1. Segundo a jurisprudência consolidada do Pretório Excelso, reafirmada no julgamento, sob o regime de repercussão geral, do AI-RG-QO 791.292/PE, a teor do disposto no artigo 93, IX, da Constituição Federal, as decisões judiciais devem ser motivadas, ainda que de forma sucinta, não se exigindo o exame pormenorizado de cada alegação ou prova trazida pelas partes, tampouco que sejam corretos os seus fundamentos (Tema 339/STF).
2. É uníssona a jurisprudência do Supremo Tribunal Federal no sentido de que a questão da suposta afronta aos princípios do contraditório, da ampla defesa, do devido processo legal e dos limites à coisa julgada, se dependente de prévia violação de normas infraconstitucionais, configura ofensa meramente reflexa ao texto constitucional, não tendo repercussão geral (ARE 748.371 RG/MT – Tema 660/STF).

- Tarefa a realizar -
De acordo com o texto para leitura, qual dispositivo da Constituição Federal determina que as decisões judiciais sejam motivadas? As linhas abaixo provêm de uma fonte distinta do texto para leitura.

- Dados extraídos -

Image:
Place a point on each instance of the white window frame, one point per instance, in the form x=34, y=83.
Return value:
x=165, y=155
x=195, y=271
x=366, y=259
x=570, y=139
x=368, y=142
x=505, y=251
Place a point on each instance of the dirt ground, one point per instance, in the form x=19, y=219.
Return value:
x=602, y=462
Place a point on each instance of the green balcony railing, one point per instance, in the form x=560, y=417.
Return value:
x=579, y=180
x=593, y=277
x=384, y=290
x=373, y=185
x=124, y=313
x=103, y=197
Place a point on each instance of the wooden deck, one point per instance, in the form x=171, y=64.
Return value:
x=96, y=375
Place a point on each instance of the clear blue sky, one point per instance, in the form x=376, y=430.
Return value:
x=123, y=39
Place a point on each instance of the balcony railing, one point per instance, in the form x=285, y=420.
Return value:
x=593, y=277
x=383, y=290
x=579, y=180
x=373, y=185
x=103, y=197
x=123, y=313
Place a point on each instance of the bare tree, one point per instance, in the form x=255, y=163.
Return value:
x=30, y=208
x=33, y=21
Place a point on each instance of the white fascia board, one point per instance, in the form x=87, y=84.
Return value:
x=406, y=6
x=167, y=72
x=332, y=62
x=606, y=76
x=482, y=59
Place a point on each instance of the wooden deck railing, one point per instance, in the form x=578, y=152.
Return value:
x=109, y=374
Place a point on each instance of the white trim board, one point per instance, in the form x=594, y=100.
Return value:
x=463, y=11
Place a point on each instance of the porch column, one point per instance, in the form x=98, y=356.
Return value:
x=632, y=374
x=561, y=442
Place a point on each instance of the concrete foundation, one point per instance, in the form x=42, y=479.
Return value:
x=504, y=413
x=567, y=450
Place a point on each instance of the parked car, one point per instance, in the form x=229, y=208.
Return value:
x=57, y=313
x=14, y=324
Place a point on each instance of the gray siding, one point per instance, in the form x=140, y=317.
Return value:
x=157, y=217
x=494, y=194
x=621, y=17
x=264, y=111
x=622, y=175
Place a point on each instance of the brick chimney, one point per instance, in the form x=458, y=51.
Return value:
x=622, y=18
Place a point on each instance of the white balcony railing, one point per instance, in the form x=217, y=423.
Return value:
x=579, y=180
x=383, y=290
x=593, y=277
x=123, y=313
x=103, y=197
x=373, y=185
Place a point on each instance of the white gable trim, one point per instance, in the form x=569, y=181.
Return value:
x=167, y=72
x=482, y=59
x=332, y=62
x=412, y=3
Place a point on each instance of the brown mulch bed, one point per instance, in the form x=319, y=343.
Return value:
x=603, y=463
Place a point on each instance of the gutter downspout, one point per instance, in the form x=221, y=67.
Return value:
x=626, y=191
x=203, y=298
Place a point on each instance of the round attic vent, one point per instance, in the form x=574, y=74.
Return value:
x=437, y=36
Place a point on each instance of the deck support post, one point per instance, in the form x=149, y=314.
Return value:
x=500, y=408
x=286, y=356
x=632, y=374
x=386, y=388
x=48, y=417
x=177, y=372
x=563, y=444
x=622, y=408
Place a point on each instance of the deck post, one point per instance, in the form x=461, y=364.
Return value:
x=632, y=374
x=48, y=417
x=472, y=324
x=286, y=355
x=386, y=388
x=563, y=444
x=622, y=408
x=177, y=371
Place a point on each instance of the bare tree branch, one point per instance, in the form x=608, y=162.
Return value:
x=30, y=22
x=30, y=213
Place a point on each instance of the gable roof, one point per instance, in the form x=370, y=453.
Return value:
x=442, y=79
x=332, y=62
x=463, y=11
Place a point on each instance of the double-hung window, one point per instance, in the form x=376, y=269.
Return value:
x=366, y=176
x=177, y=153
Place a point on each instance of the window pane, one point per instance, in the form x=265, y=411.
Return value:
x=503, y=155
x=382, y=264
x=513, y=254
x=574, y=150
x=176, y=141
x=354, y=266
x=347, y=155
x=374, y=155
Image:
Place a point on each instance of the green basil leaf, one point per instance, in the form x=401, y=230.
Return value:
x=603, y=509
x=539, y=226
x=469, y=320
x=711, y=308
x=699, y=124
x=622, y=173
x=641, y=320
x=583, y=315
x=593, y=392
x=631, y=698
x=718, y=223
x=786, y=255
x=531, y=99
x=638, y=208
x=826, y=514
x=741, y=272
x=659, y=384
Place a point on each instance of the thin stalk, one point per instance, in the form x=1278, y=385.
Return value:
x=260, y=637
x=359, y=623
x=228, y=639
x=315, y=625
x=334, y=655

- Resposta à tarefa -
O artigo 93, IX, da Constituição Federal.